You, Renee, and Bobby each have such a different way of working and of relating these processes to your lives. Within her performances, Renee harnesses the qualities of an animal or an insect, almost hive-mind instinctual. Her process of making is similar, lots of meditative repetition. Bobby is more reactive with his work, very much about the energy of the body, ceremony, spirituality… and he is very much in the moment when it comes to harnessing the physical energies of a space. Your work is a deliberate reference to protest and the need to shout and to march and you are sharing that—you are encouraging the drummers you are working with, as well as your audience to explore this for themselves.
Renee Rendine performs murmuration, as part of the opening event for Shape Shifters: Performative Constructions. Image courtesy of School 33.
Renee was a no-brainer to be a part of Shape Shifters, as I am a huge fan of her work and have a long history with her. We both studied Fiber at MICA with Annet Couwenberg, and I have had her speak about her work to my performance students there each year. I have long been in awe of her ability to completely transform a space in the most beautiful, detail-oriented ways, and to put herself entirely inside of that space—to change the space from within. To put her in a show meant that I would be seeing a new Renee Rendine piece soon, and perhaps selfishly I wanted to facilitate that. With Bobby, I have seen several of his performances around town have been completely captivated by them. His use of sculptures as performative objects, the importance of these objects in the stories he tells, and the energies he infuses into them while performing—the aftermath—what I like to call the “beautiful mess” he leaves behind. These things fit in so well with where I wanted to go with this exhibition. And then there’s you…
MC
It took us a little while to get around to a studio visit—we have since referred to this visit as ‘The Best Studio Visit Ever.’ We performed together. We ate cheese. We launched what has become a yearlong conversation about art, performance, and politics.
MW
Yes! You have a neat and tidy apartment at City Arts that also serves as a studio, and as we went along you kept pulling drawings and props out of crevasses—closets, out from under tables, from every kind of box…
MC
This show and our discussions together are important to me. I see our work together in part as an opportunity to think through different modes of performance. There was a point in my performance life where I was like, you know, performance has to be this, and it has to be that. When I was finishing graduate school in Irvine, south of Los Angeles, there would be performances in Los Angeles that I felt would happen too much off in a corner during an event. There would be a bar, there would be music, there would be people seeing each other after a long week, and there would be some sort of filthy performance happening in a corner. (Laughter.) And I say ‘filthy’ in the most complimentary way. I love that work, and I love those artists, but I really hated seeing it compete with the bar, with friends saying hello to each other after a long week. A big part of what I did with every gallery I worked with after that was: ‘You gotta build me a stage.’ I have a whole history of getting galleries to build stages.

> **Written problem 1**:
Render the records as a numbered list, starting with their first line and going on through the line with "[[40, 195, 82, 238]]". Skip blank lines and leave the pictures out.

> **Provided records**:
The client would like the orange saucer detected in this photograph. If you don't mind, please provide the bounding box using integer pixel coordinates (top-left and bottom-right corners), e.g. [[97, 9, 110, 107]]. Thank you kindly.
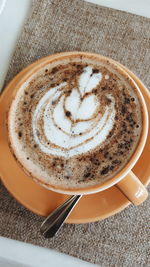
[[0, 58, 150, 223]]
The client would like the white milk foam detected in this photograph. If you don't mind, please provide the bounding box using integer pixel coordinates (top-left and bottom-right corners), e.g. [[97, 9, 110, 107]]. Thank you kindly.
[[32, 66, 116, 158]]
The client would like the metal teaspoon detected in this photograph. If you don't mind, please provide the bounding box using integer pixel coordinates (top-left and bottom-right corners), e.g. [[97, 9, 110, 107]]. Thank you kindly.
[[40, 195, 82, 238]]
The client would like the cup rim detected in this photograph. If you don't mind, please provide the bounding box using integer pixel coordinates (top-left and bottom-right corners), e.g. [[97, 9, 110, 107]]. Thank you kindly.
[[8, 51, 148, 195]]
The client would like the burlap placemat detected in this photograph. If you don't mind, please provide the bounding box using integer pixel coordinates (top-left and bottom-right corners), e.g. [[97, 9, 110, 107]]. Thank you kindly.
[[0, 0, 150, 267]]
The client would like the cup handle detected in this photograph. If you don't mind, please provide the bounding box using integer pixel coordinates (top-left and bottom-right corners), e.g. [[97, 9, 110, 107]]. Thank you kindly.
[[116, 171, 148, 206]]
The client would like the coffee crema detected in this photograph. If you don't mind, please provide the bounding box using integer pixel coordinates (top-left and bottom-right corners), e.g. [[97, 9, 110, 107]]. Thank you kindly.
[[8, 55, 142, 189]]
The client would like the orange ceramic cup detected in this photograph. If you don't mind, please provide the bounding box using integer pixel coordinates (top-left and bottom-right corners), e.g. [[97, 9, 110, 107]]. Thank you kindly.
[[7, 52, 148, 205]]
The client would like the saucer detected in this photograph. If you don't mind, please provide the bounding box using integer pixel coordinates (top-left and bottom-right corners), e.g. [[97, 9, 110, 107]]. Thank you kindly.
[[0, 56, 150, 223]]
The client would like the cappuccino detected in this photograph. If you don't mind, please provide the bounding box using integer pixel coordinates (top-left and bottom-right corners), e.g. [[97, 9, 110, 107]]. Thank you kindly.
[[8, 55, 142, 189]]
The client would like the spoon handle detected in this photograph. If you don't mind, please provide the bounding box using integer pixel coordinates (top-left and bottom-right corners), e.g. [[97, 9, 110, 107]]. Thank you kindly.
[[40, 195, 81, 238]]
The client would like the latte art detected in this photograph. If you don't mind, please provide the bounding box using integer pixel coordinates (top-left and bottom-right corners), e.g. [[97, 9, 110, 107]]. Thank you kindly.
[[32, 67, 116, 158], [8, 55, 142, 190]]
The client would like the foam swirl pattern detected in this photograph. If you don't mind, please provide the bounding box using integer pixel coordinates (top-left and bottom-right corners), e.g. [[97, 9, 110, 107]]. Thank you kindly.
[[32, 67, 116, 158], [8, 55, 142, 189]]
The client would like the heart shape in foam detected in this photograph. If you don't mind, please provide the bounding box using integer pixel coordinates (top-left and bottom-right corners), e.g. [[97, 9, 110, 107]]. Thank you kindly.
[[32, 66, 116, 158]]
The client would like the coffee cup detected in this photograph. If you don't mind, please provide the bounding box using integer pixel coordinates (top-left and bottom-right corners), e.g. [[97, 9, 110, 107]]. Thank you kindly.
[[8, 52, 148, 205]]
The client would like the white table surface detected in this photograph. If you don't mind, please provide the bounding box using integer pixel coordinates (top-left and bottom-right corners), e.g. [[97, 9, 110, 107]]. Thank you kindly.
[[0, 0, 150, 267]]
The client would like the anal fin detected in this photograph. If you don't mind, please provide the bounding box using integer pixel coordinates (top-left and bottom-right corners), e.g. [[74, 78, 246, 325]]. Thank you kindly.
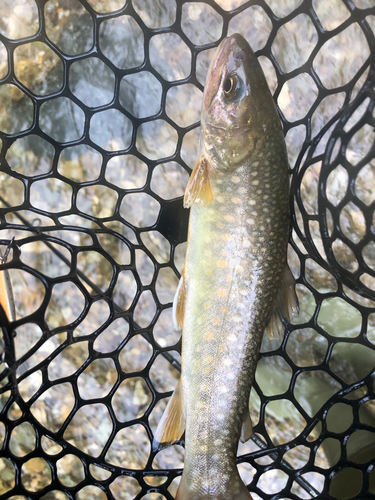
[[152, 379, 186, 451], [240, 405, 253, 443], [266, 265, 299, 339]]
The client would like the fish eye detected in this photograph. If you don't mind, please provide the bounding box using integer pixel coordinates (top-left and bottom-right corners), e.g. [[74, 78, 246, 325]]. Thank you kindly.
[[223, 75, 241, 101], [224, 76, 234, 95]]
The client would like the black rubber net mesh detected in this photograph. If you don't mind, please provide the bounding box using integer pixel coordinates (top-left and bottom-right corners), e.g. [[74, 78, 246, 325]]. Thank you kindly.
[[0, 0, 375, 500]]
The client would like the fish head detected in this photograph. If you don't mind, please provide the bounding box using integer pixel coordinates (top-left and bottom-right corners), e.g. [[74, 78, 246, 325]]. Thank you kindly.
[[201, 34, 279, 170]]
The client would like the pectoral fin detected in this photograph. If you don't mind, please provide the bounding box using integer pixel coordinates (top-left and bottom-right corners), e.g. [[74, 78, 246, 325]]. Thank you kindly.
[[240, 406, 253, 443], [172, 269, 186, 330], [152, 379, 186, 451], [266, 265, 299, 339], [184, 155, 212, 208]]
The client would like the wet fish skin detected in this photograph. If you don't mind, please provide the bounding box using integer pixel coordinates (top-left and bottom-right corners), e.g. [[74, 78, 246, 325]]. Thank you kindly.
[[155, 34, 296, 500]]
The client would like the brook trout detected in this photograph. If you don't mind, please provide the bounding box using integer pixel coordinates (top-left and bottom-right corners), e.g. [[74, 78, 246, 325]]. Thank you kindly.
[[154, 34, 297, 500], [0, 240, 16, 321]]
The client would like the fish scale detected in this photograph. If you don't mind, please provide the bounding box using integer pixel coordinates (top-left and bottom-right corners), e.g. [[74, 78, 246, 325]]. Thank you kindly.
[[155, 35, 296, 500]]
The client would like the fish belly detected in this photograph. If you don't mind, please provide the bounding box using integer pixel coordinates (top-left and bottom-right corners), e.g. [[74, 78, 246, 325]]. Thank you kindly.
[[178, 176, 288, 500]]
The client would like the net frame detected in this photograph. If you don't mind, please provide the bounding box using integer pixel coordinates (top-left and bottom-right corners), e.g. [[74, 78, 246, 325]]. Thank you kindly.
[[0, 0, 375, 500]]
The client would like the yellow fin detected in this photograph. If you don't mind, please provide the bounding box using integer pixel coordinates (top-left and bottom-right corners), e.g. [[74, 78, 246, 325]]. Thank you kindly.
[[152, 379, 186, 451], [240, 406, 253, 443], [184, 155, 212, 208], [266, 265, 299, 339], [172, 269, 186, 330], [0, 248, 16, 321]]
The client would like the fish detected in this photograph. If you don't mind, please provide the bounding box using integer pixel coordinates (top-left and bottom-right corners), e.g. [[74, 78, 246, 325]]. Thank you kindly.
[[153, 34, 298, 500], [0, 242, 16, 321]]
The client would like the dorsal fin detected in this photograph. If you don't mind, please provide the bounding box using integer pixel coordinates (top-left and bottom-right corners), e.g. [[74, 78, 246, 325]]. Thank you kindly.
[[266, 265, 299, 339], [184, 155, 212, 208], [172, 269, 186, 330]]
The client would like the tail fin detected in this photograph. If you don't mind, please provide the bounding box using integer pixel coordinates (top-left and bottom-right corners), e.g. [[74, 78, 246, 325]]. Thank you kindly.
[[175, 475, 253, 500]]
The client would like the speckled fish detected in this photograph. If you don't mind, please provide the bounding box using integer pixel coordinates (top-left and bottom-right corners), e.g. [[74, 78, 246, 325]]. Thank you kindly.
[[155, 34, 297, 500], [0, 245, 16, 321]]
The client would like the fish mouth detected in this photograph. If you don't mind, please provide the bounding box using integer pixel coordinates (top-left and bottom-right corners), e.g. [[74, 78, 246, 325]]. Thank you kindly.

> **Written problem 2**:
In the conversation about the Shape Shifters exhibition, why did the speaker who says "You gotta build me a stage" ask galleries to build stages?

> **Complete response 1**:
1. The client would like the orange saucer detected in this photograph. If you don't mind, please provide the bounding box using integer pixel coordinates (top-left and bottom-right corners), e.g. [[97, 9, 110, 107]]. Thank you kindly.
2. [[0, 58, 150, 223]]
3. The client would like the white milk foam detected in this photograph. If you don't mind, please provide the bounding box using integer pixel coordinates (top-left and bottom-right corners), e.g. [[97, 9, 110, 107]]. Thank you kindly.
4. [[32, 66, 116, 158]]
5. The client would like the metal teaspoon detected in this photograph. If you don't mind, please provide the bounding box using integer pixel coordinates (top-left and bottom-right corners), e.g. [[97, 9, 110, 107]]. Thank you kindly.
6. [[40, 195, 82, 238]]

> **Complete response 2**:
When that speaker was finishing graduate school in Irvine, performances in Los Angeles often happened off in a corner during an event. The speaker hated seeing that work compete with the bar and with friends greeting each other after a long week.